Directions: Throughout the records below, find the lines with the string "chair" and give how many there are, nothing else.

Given data:
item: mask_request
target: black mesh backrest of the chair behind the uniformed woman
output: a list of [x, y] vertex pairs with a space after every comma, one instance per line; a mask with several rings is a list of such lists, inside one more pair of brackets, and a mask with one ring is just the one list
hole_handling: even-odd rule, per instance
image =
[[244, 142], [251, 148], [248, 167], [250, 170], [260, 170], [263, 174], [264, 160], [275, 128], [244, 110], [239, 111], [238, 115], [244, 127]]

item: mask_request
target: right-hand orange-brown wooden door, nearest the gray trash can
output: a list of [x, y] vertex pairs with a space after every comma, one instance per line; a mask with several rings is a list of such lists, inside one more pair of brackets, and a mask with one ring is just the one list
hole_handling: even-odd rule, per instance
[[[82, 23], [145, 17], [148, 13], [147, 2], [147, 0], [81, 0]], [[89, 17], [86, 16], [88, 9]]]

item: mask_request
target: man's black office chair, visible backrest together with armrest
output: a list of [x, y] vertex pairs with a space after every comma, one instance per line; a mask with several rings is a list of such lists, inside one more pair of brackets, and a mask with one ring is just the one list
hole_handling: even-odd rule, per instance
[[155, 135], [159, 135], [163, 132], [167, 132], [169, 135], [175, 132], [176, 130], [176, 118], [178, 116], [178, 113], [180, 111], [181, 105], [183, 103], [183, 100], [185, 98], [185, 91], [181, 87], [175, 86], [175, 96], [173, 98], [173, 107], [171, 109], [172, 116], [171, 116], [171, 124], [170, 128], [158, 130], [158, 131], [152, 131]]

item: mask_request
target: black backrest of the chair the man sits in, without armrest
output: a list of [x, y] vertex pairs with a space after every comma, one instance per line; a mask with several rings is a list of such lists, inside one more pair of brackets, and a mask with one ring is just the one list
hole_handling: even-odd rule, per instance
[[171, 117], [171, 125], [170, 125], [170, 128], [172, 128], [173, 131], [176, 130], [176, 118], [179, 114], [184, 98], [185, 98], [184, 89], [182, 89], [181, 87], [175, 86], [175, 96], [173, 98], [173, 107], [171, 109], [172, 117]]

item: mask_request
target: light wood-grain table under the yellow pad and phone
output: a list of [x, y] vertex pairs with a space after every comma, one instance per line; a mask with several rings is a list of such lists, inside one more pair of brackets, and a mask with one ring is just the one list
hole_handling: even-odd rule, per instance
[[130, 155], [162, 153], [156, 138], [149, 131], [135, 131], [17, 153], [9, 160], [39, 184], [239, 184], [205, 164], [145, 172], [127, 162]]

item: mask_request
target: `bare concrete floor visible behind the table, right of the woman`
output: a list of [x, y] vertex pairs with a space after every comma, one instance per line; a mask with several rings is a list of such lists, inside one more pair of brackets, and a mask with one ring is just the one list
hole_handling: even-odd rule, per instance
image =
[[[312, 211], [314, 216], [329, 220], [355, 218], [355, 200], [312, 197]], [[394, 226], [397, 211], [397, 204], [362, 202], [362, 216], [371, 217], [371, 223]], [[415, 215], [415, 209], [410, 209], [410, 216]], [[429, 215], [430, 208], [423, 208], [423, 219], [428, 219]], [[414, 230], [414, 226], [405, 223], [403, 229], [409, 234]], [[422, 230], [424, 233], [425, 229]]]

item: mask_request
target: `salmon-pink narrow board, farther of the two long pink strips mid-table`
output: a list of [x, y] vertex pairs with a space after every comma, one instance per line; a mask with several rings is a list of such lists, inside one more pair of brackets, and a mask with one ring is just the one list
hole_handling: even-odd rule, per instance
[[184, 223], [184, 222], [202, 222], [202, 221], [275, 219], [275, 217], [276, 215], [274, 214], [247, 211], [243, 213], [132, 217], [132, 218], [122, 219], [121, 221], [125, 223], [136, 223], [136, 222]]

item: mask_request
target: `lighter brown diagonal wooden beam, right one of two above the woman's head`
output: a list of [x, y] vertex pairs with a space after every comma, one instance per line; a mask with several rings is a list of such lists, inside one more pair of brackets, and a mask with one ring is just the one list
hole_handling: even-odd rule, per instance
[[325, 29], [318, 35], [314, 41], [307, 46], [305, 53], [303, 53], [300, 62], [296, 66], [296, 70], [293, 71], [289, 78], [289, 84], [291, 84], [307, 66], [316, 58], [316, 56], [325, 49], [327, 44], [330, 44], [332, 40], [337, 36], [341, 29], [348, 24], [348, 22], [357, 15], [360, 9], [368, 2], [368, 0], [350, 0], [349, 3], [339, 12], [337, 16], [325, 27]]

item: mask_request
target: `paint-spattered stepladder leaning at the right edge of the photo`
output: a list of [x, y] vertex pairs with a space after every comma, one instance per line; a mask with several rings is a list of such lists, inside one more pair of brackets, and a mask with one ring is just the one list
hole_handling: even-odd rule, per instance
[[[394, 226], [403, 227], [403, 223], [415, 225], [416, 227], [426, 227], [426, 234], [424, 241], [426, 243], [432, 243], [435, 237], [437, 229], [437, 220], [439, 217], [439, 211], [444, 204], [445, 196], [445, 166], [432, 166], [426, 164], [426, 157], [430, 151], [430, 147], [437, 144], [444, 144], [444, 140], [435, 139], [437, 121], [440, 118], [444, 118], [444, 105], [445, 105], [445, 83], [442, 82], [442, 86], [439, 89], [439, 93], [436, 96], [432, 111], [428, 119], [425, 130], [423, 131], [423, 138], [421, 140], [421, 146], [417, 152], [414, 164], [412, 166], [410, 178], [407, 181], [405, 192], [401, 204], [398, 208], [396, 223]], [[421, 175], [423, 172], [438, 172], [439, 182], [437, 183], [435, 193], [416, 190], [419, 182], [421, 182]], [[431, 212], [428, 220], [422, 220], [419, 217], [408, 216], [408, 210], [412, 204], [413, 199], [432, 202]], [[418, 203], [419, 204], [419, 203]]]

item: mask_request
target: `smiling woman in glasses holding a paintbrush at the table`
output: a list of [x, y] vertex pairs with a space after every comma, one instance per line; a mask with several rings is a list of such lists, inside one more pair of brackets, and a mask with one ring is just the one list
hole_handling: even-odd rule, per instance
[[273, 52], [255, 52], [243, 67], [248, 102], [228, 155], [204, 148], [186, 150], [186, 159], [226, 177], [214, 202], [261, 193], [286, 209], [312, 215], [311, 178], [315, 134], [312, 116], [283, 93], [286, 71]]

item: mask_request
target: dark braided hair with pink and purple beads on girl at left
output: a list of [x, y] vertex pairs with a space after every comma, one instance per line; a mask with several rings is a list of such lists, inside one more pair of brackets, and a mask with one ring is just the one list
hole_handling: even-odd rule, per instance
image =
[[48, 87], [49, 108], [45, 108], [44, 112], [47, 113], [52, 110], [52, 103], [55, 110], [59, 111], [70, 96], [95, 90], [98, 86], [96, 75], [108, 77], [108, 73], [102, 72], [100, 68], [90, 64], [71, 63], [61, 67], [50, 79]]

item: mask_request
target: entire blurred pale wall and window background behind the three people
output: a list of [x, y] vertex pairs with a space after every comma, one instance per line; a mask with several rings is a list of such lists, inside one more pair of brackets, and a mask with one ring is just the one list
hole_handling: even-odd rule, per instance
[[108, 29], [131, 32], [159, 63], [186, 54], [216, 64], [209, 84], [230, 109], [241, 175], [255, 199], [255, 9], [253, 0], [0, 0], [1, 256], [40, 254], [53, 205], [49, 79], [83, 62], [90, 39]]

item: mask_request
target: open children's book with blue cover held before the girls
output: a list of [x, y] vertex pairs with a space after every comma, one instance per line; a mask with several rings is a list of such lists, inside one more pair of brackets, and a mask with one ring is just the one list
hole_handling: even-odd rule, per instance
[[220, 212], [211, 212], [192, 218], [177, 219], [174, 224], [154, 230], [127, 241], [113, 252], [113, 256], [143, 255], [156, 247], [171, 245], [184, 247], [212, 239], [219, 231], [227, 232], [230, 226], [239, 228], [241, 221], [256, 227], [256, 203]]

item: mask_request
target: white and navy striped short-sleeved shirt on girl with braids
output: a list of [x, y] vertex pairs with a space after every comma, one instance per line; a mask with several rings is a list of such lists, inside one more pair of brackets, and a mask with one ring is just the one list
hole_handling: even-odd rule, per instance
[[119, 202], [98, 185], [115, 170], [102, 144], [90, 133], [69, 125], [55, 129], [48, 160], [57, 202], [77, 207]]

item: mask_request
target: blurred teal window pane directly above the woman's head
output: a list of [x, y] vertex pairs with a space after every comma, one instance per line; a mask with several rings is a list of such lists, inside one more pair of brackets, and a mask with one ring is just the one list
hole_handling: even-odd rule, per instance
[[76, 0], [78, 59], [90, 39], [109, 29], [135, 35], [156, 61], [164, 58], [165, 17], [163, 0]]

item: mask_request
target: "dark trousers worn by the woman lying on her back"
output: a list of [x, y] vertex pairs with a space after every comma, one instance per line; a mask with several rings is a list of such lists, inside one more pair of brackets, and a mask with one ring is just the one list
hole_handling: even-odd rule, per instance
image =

Written answer: 3